Task instructions:
1. Which phrases in the passage about the Forest of Arden are set off in single quotation marks?
2. Could you continue the passage about the Forest of Arden, writing what comes after its last sentence?

Excerpt provided:
-------------------------
It is a pastoral drama in which the interest arises more out of the
sentiments and characters than out of the actions or situations. It
is not what is done, but what is said, that claims our attention.
Nursed in solitude, 'under the shade of melancholy boughs', the
imagination grows soft and delicate, and the wit runs riot in
idleness, like a spoiled child that is never sent to school. Caprice
is and fancy reign and revel here, and stern necessity is banished
to the court. The mild sentiments of humanity are strengthened with
thought and leisure; the echo of the cares and noise of the world
strikes upon the ear of those 'who have felt them knowingly',
softened by time and distance. 'They hear the tumult, and are
still.' The very air of the place seems to breathe a spirit of
philosophical poetry; to stir the thoughts, to touch the heart with
pity, as the drowsy forest rustles to the sighing gale. Never was
there such beautiful moralizing, equally free from pedantry or
petulance.
And this their life, exempt from public haunts,
Finds tongues in trees, books in the running brooks,
Sermons in stones, and good in everything.
Jaques is the only purely contemplative character in Shakespeare. He
thinks, and does nothing. His whole occupation is to amuse his mind,
and he is totally regardless of his body and his fortunes. He is the
prince of philosophical idlers; his only passion is thought; he sets
no value upon anything but as it serves as food for reflection. He
can 'suck melancholy out of a song, as a weasel sucks eggs'; the
motley fool, 'who morals on the time', is the greatest prize he
meets with in the forest. He resents Orlando's passion for Rosalind
as some disparagement of his own passion for abstract truth; and
leaves the Duke, as soon as he is restored to his sovereignty, to
seek his brother out, who has quitted it, and turned hermit.
--Out of these convertites
There is much matter to be heard and learnt.
Within the sequestered and romantic glades of the Forest of Arden,
they find leisure to be good and wise, or to play the fool and fall
in love. Rosalind's character is made up of sportive gaiety and
natural tenderness: her tongue runs the faster to conceal the
pressure at her heart. She talks herself out of breath, only to get
deeper in love. The coquetry with which she plays with her lover in
the double character which she has to support is managed with the
nicest address. How Full of voluble, laughing grace is all her
conversation with Orlando:
--In heedless mazes running
With wanton haste and giddy cunning.
How full of real fondness and pretended cruelty is her answer to him
when he promises to love her 'For ever and a day'!
-------------------------
Records supplied:
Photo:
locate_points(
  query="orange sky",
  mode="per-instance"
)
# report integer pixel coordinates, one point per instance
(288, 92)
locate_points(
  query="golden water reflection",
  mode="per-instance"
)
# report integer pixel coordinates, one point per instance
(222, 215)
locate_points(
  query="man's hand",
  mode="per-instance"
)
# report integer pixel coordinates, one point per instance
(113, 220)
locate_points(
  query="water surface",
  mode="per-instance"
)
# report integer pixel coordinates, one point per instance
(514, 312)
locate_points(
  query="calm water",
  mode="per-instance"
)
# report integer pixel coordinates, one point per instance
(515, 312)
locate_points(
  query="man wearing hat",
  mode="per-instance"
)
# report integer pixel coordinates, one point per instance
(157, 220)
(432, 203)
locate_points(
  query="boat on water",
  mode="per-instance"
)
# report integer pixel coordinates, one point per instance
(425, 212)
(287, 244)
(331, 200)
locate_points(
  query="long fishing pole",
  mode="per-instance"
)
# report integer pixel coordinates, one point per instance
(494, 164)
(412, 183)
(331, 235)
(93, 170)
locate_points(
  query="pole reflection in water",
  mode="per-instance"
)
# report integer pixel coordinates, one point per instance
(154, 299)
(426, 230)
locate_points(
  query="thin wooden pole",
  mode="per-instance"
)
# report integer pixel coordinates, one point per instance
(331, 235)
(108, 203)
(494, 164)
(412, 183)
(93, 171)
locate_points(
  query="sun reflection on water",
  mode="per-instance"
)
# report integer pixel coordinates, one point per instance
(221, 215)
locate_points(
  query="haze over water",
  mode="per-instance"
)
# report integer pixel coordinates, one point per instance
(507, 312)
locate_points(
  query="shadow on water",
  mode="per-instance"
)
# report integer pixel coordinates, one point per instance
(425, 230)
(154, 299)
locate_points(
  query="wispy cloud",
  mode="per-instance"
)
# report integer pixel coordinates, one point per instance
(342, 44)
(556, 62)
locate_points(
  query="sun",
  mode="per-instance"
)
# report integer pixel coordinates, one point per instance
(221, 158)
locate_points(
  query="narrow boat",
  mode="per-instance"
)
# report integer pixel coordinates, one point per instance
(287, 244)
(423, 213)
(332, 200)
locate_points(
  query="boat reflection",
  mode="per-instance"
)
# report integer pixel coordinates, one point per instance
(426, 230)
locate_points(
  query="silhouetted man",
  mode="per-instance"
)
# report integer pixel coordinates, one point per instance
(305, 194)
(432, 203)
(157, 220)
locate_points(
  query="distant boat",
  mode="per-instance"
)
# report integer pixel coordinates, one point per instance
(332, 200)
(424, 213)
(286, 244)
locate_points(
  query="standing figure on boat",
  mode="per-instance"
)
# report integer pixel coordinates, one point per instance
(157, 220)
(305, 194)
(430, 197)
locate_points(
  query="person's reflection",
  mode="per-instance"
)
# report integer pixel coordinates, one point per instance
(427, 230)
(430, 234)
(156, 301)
-------------------------
Expected answers:
1.
- 'under the shade of melancholy boughs'
- 'who have felt them knowingly'
- 'They hear the tumult, and are still.'
- 'suck melancholy out of a song, as a weasel sucks eggs'
- 'who morals on the time'
- 'For ever and a day'

2.
Say a day without the ever: no, no, Orlando, men are April when they
woo, December when they wed: maids are May when they are maids, but
the sky changes when they are wives: I will be more jealous of thee
than a Barbary cock-pigeon over his hen; more clamorous than a
parrot against rain; more newfangled than an ape; more giddy in my
desires than a monkey; I will weep for nothing, like Diana in the
fountain, and I will do that when you are disposed to be merry; I
will laugh like a hyen, and that when you are inclined to sleep.
Orlando. But will my Rosalind do so?
Rosalind. By my life she will do as I do.
The silent and retired character of Celia is a necessary relief to
the provoking loquacity of Rosalind, nor can anything be better
conceived or more beautifully described than the mutual affection
between the two cousins:
--We still have slept together,
Rose at an instant, learn'd, play'd, eat together,
And wheresoe'er we went, like Juno's swans,
Still we went coupled and inseparable.
The unrequited love of Silvius for Phebe shows the perversity of
this passion in the commonest scenes of life, and the rubs and stops
which nature throws in its way, where fortune has placed none.
Touchstone is not in love, but he will have a mistress as a subject
for the exercise of his grotesque humour, and to show his contempt
for the passion, by his indifference about the person. He is a rare
fellow. He is a mixture of the ancient cynic philosopher with the
modern buffoon, and turns folly into wit, and wit into folly, just
as the fit takes him. His courtship of Audrey not only throws a
degree of ridicule on the state of wedlock itself, but he is equally
an enemy to the prejudices of opinion in other respects. The lofty
tone of enthusiasm, which the Duke and his companions in exile
spread over the stillness and solitude of a country life, receives a
pleasant shock from Touchstone's sceptical determination of the
question.
Corin. And how like you this shepherd's life, Mr. Touchstone?
Clown. Truly, shepherd, in respect of itself, it is a good life;
but in respect that it is a shepherd's life, it is naught. In
respect that it is solitary, I like it very well; but in respect
that it is private, it is a very vile life. Now in respect it is
in the fields, it pleaseth me well; but in respect it is not in
the court, it is tedious. As it is a spare life, took you, it
fits my humour; but as there is no more plenty in it, it goes
much against my stomach.
Zimmennan's celebrated work on Solitude discovers only half the
sense of this passage.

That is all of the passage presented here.